• Written task: Put the lines below into a Markdown table with the columns No. and Line, leaving out any blank lines. Begin at the line that has "Sample: x=784, y=502." and stop after the line that has "Target: gourd stem".

• Stored records:
++++++++

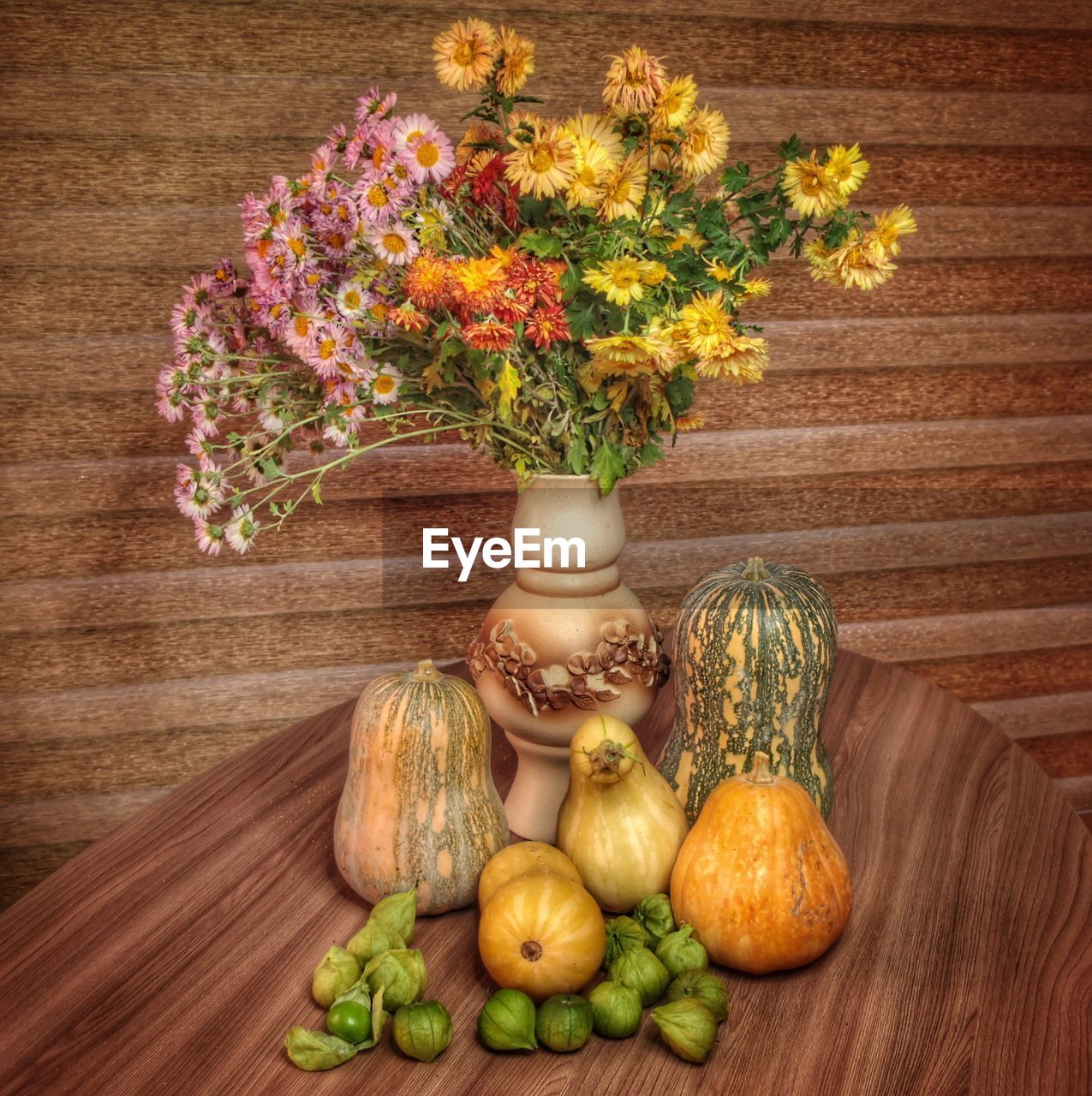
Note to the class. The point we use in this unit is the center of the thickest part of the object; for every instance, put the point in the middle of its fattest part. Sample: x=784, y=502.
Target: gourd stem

++++++++

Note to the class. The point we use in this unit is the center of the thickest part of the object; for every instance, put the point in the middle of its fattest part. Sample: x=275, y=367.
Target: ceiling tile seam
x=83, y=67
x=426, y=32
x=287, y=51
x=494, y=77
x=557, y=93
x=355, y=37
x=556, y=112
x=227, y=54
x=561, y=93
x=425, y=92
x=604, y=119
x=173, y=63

++++++++

• In response:
| No. | Line |
|---|---|
| 1 | Note to the class. The point we use in this unit is the center of the thickest part of the object; for every instance, put the point in the middle of its fattest part. Sample: x=784, y=502. |
| 2 | Target: gourd stem |